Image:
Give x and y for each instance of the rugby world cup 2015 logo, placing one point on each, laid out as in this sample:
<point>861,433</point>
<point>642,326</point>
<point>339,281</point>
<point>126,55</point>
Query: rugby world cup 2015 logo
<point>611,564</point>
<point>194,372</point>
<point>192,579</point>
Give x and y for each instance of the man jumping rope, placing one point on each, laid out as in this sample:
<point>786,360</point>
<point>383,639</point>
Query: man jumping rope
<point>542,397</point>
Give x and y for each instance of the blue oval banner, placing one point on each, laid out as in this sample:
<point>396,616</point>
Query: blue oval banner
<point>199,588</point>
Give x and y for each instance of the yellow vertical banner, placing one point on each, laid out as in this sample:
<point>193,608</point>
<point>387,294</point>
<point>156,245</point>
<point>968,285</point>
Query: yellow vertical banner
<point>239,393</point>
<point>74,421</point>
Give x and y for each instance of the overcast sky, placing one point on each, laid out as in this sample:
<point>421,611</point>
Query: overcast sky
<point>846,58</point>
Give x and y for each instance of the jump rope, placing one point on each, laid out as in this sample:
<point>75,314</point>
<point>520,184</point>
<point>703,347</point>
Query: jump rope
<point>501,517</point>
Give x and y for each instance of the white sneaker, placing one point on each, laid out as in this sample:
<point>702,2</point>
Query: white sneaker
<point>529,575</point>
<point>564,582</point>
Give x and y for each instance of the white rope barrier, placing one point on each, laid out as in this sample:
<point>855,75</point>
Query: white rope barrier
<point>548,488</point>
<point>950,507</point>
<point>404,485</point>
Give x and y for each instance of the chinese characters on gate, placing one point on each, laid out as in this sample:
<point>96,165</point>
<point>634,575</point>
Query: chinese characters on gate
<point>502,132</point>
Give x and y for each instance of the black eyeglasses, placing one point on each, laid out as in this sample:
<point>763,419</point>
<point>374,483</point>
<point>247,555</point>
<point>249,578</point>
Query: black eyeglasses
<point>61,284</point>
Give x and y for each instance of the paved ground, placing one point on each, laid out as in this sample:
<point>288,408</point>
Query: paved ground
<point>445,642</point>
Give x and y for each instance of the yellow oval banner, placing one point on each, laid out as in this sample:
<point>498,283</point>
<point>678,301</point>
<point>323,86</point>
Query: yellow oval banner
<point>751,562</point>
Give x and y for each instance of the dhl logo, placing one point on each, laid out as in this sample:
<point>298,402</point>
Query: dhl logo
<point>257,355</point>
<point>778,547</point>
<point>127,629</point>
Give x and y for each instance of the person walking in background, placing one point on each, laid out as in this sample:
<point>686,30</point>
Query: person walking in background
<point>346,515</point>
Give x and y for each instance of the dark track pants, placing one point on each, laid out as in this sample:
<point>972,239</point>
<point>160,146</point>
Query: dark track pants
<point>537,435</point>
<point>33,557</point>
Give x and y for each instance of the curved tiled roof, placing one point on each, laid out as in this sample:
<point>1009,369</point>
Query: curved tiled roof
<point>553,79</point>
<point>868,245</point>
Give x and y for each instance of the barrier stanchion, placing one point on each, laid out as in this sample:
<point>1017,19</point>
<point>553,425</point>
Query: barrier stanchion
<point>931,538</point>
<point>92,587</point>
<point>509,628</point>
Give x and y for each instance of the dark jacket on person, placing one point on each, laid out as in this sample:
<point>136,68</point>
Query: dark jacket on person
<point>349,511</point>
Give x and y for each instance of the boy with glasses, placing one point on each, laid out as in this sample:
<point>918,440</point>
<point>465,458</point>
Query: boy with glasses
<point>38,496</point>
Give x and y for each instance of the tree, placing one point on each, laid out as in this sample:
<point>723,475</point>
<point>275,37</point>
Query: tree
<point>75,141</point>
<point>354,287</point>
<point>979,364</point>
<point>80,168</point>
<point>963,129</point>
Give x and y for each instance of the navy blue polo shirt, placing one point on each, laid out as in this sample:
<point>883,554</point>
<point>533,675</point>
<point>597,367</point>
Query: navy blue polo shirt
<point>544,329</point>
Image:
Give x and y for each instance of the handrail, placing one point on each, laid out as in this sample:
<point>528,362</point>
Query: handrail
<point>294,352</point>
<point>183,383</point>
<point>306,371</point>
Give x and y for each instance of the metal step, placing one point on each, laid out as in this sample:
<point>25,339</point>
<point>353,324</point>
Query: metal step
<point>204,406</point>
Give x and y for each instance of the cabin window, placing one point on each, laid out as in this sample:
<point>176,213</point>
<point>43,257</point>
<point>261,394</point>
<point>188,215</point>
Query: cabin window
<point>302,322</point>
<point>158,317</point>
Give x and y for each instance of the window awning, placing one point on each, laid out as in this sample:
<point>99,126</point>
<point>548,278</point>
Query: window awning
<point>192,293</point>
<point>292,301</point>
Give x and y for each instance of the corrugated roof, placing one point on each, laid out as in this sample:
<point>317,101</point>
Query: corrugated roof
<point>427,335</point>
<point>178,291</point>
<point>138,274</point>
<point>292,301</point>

» **YOUR OBJECTIVE**:
Each record above should be repeated exactly as it appears.

» **YOUR RESPONSE**:
Image:
Give x and y for each instance of the rugby world cup 2015 logo, placing one point on each, laid out as in this sample:
<point>861,433</point>
<point>642,326</point>
<point>339,281</point>
<point>126,55</point>
Query: rugby world cup 2015 logo
<point>611,564</point>
<point>194,372</point>
<point>192,579</point>
Give x and y for each instance of the man jumping rope, placing one point on each, laid out as in this sample:
<point>786,360</point>
<point>383,639</point>
Query: man jumping rope
<point>542,397</point>
Give x and y for each instance of the blue oval banner, placing one point on each, laid out as in this sample:
<point>396,616</point>
Query: blue oval banner
<point>199,588</point>
Give x and y for each instance of the yellow vertical banner, placing one point on each, laid out as in this sample:
<point>193,608</point>
<point>387,294</point>
<point>156,245</point>
<point>968,285</point>
Query: yellow vertical banner
<point>239,393</point>
<point>74,421</point>
Give x and y for each instance of the overcast sky, placing one point on each, laid out as in this sample:
<point>421,611</point>
Query: overcast sky
<point>846,58</point>
Give x and y for each instance of the jump rope, placing one point on each, laid out as in this sample:
<point>75,314</point>
<point>520,184</point>
<point>703,347</point>
Query: jump rope
<point>501,517</point>
Give x and y for each instance of the white sneaker, placing one point on each, laid out as in this sample:
<point>702,2</point>
Query: white sneaker
<point>529,575</point>
<point>564,582</point>
Give x and y for each instance of the white rope barrier, placing one point on each, laid out as in this sample:
<point>855,75</point>
Query: white rope barrier
<point>548,488</point>
<point>950,507</point>
<point>404,485</point>
Give x and y for each instance of the chinese characters on gate, placing one point on each, laid out as in this sample:
<point>96,165</point>
<point>634,575</point>
Query: chinese characters on gate
<point>502,132</point>
Give x and y for each instance of the black eyeglasses, placing one point on each, laid out as in this sample:
<point>763,419</point>
<point>374,483</point>
<point>247,555</point>
<point>249,578</point>
Query: black eyeglasses
<point>61,284</point>
Give x and y for each instance of the paved ground, placing one point on each, laid out as in this sample:
<point>288,408</point>
Query: paved ground
<point>445,642</point>
Give x and y for each instance of the yellow oval banner, placing one point on each, laid out as in this sample:
<point>498,283</point>
<point>678,301</point>
<point>323,86</point>
Query: yellow oval banner
<point>751,562</point>
Give x and y for each instance of the dhl logo, placing one point on each, laid out as in this sample:
<point>298,402</point>
Query: dhl logo
<point>257,355</point>
<point>778,547</point>
<point>127,629</point>
Give x and y for each instance of the person walking in background, placing one point on each, laid out as in this sample:
<point>686,30</point>
Query: person walking in background
<point>346,515</point>
Give x and y for each instance of the dark track pants, placing one point on each, laid out as in this sample:
<point>972,239</point>
<point>160,146</point>
Query: dark track pants
<point>537,435</point>
<point>33,557</point>
Give x and y for each instance of the curved tiled roof, placing one point on each, laid out as in this sample:
<point>1009,369</point>
Query: curved tiled roof
<point>553,79</point>
<point>868,245</point>
Give x and y for each instance of the barrier stanchion, placing one point on each, laid out as in this sample:
<point>1017,19</point>
<point>553,425</point>
Query: barrier stanchion
<point>931,538</point>
<point>92,587</point>
<point>509,628</point>
Give x and y for each instance of the dark jacket on person, placing one point on each, laid out as in this sample:
<point>136,68</point>
Query: dark jacket on person
<point>349,511</point>
Give x and y for each instance of the boy with glasses, placing one point on each, laid out as in this sample:
<point>918,440</point>
<point>465,458</point>
Query: boy with glasses
<point>38,496</point>
Give x and y for each instance of the tree, placing one point on each, laid out as in this sample:
<point>723,475</point>
<point>275,37</point>
Query: tree
<point>75,141</point>
<point>354,287</point>
<point>979,364</point>
<point>80,168</point>
<point>963,129</point>
Give x and y for each instance of the navy blue polo shirt, placing one point on each, laid out as in this sample:
<point>883,554</point>
<point>533,675</point>
<point>597,367</point>
Query: navy blue polo shirt
<point>544,329</point>
Image:
Give x and y for each instance of the handrail, placing one point on each, laid out as in this sample:
<point>528,362</point>
Query: handrail
<point>294,352</point>
<point>183,383</point>
<point>306,371</point>
Give x and y for each instance of the metal step, placing one point on each, laid out as in this sample:
<point>25,339</point>
<point>353,324</point>
Query: metal step
<point>204,406</point>
Give x and y for each instance of the cabin window, placing one point on each, laid out as in this sample:
<point>176,213</point>
<point>43,257</point>
<point>261,394</point>
<point>188,215</point>
Query: cabin window
<point>302,322</point>
<point>158,317</point>
Give x and y for each instance of the window awning, placing one point on each, laid out as in this sample:
<point>99,126</point>
<point>548,278</point>
Query: window awning
<point>192,293</point>
<point>292,301</point>
Give x and y for each instance of the corrugated roof, placing one point on each, laid out as in this sample:
<point>317,101</point>
Query: corrugated roof
<point>427,335</point>
<point>178,291</point>
<point>138,274</point>
<point>292,301</point>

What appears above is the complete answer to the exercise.